GIVEN PROBLEM — Rewrite the stretch from the start of the records through the line containing "xmin=365 ymin=270 xmax=458 ymax=404", changing "trousers" to "pants" and keeping everything else the same. Return only that stretch.

SUPPLIED MATERIAL —
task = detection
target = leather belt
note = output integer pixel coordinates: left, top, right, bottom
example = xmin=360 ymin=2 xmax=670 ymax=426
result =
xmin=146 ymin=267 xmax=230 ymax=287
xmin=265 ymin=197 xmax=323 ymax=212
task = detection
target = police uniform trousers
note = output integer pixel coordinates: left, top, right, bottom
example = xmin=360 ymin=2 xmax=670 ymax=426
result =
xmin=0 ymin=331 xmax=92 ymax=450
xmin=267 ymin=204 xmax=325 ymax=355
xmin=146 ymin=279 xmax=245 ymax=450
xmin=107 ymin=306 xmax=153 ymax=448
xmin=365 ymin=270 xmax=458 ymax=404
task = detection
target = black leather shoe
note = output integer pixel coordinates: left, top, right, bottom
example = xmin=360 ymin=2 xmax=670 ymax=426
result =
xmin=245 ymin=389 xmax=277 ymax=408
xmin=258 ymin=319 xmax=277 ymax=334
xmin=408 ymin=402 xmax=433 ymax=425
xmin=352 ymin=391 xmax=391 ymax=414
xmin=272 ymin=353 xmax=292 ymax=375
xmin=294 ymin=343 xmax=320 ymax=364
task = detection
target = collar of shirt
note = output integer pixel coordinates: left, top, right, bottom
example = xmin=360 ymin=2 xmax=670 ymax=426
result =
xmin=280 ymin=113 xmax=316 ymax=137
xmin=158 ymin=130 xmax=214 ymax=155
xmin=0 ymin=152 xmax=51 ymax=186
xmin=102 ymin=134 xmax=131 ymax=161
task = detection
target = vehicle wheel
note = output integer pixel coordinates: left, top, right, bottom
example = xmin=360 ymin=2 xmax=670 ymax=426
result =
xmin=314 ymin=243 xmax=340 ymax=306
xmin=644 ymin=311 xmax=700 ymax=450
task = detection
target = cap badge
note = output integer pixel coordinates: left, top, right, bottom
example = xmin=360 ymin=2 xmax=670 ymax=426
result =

ANSWER FOR THIS EXERCISE —
task = detection
target = leather belt
note = output integer pixel coordinates: left, top, right, bottom
example = xmin=360 ymin=2 xmax=670 ymax=426
result =
xmin=146 ymin=267 xmax=230 ymax=287
xmin=265 ymin=197 xmax=323 ymax=212
task = detection
target = police uniform pants
note = output integer pixel coordinates: left, top, right, bottom
example = xmin=360 ymin=2 xmax=670 ymax=426
result =
xmin=0 ymin=331 xmax=92 ymax=450
xmin=267 ymin=204 xmax=325 ymax=355
xmin=146 ymin=279 xmax=245 ymax=450
xmin=107 ymin=306 xmax=153 ymax=448
xmin=365 ymin=270 xmax=458 ymax=404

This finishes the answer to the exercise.